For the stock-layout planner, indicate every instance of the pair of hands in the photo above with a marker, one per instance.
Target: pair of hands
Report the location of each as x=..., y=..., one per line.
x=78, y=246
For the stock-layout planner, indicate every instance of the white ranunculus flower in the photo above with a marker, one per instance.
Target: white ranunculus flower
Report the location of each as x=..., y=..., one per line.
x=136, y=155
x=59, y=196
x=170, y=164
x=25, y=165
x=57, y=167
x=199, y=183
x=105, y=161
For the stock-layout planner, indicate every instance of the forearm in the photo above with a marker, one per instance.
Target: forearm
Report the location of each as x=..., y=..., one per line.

-*-*-

Exercise details ▸ Write the lines above as a JSON list of strings, one string per line, leaving out any blank lines.

Task result ▸
[
  "For the stock-layout planner, indicate every instance of the pair of hands in the photo above with a marker, one per instance.",
  "Target: pair of hands",
  "Report the location of each as x=..., y=..., one per line.",
  "x=78, y=246",
  "For the stock-layout planner, indicate every instance of the white ranunculus flower in the photo above with a marker, one per instance.",
  "Target: white ranunculus flower",
  "Report the location of each as x=..., y=..., one per line.",
  "x=136, y=155",
  "x=59, y=196",
  "x=170, y=164",
  "x=25, y=165",
  "x=57, y=167",
  "x=199, y=183",
  "x=105, y=161",
  "For the stock-layout planner, indicate every instance of the forearm in the photo above with a marker, one per instance.",
  "Target: forearm",
  "Report the location of each as x=..., y=..., one per line."
]